> **Direction**
Print only the line with "Query: person in green jacket" and the lines after it, ending with the last line of the material, each exactly as it stands.

> **Records shown**
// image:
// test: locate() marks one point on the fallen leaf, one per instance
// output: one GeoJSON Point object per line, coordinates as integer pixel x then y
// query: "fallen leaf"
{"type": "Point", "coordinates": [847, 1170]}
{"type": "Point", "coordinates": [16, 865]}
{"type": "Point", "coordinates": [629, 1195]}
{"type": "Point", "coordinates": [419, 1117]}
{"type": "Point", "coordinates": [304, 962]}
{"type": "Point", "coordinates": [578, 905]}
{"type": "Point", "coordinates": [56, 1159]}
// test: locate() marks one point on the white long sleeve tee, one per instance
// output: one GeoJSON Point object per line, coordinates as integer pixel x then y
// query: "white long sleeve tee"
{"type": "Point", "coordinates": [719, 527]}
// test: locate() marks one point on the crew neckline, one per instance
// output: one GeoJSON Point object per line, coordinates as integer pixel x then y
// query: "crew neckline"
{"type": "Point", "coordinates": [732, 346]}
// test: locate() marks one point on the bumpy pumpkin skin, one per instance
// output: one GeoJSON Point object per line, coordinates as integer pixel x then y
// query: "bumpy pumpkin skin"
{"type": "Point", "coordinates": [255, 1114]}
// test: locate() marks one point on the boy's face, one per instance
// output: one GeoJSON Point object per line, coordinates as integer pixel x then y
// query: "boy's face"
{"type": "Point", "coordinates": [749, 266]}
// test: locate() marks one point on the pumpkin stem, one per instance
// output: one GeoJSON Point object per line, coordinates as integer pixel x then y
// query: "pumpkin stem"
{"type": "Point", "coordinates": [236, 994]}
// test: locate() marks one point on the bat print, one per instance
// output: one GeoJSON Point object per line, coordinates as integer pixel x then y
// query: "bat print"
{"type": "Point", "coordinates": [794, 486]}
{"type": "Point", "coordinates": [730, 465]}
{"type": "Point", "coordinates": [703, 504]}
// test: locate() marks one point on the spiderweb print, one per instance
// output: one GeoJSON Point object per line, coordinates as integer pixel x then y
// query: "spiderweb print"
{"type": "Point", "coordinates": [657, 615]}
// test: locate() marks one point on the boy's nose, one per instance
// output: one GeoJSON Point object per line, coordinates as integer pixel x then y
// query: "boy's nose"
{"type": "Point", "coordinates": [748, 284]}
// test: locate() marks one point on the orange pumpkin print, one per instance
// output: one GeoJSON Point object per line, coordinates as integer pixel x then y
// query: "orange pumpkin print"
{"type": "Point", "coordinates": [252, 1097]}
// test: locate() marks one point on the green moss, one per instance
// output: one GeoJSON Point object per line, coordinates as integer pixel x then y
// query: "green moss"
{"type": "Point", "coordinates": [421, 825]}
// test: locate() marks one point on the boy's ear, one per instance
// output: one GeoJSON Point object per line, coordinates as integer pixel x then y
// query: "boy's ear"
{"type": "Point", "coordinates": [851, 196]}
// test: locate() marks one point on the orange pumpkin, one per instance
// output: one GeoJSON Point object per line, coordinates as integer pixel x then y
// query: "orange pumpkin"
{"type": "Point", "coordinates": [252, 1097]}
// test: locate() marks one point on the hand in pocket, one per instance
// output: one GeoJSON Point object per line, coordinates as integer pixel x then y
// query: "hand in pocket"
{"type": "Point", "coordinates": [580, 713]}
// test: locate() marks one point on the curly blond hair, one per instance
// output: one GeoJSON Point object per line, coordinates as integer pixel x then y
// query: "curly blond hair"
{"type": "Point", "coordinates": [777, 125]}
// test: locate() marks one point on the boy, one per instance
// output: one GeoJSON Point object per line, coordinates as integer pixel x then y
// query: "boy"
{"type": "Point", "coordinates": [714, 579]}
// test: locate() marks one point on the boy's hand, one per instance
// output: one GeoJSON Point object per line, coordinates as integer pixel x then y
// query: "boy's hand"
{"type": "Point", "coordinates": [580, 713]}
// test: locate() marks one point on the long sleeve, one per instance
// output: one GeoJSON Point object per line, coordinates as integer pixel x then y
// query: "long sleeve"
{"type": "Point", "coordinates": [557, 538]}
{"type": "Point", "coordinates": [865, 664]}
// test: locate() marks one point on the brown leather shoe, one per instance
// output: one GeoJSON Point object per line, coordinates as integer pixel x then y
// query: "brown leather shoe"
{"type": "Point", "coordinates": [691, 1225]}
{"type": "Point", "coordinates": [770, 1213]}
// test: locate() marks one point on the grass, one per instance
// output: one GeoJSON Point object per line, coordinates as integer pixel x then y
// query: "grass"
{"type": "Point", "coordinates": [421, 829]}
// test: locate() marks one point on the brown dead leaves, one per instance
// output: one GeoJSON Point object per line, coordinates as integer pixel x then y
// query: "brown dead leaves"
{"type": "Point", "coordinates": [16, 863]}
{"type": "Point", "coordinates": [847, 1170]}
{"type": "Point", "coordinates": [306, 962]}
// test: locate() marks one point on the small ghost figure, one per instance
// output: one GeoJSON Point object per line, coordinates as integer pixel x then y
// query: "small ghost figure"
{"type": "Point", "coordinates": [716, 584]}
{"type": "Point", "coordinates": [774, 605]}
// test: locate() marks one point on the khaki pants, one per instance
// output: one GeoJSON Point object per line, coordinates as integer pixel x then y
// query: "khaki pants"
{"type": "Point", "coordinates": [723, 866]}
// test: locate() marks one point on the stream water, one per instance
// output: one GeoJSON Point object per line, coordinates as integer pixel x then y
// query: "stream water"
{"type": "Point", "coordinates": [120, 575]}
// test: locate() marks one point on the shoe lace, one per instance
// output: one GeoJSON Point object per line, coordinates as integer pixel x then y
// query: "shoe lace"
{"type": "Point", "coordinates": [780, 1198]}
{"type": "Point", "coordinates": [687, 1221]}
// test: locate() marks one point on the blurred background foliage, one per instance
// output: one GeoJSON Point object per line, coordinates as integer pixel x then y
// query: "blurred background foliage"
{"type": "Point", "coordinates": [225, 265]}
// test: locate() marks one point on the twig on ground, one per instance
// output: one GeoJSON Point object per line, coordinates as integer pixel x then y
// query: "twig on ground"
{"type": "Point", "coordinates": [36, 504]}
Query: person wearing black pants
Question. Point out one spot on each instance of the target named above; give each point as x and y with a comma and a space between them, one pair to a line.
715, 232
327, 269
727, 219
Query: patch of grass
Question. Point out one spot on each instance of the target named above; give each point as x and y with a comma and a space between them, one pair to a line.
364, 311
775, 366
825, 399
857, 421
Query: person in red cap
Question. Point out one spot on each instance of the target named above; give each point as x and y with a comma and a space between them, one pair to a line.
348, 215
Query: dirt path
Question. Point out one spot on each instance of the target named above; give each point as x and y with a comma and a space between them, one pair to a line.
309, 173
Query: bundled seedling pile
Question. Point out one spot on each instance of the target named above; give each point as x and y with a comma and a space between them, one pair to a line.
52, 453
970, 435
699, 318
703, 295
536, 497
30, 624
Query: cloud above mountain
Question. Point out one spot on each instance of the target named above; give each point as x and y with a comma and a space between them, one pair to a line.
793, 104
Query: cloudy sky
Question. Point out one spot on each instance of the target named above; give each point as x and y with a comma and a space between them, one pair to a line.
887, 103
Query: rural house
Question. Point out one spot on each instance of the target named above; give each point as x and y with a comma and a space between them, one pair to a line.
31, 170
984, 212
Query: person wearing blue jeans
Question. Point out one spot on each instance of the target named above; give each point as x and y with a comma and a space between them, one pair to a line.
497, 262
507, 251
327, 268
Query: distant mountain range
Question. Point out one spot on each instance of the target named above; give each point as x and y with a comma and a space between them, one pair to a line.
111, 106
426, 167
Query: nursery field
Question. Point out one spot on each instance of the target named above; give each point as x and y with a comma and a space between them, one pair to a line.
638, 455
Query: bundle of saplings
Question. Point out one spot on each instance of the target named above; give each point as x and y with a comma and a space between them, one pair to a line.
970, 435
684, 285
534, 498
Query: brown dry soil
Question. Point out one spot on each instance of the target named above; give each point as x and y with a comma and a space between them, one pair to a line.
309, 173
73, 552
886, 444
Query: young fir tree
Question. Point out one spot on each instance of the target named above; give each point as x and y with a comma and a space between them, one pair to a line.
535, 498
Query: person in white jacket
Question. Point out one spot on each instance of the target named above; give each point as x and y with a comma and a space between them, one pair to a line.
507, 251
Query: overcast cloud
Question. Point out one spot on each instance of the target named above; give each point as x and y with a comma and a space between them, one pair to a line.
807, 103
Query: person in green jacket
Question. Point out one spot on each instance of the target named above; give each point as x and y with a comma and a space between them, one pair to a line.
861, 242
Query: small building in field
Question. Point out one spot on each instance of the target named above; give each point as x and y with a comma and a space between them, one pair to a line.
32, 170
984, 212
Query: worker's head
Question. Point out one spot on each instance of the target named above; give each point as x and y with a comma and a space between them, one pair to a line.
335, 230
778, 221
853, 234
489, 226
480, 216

> **Task answer**
Query: person in green jacket
Question. Point out one spot on each instance of the target named above; give each point as x and y with a comma and a space between them, one pair to a line.
861, 242
Query: small building in field
Question. Point out one spot on each instance of the target named above; give each point as x and y with a comma and a space between them, one pair to a line.
32, 170
984, 212
Query: worker's head
Question. Point out one spot on each instance of the target named above; give each point as x and y with a comma and a space between them, one pair to a line.
335, 230
778, 221
853, 234
489, 226
480, 216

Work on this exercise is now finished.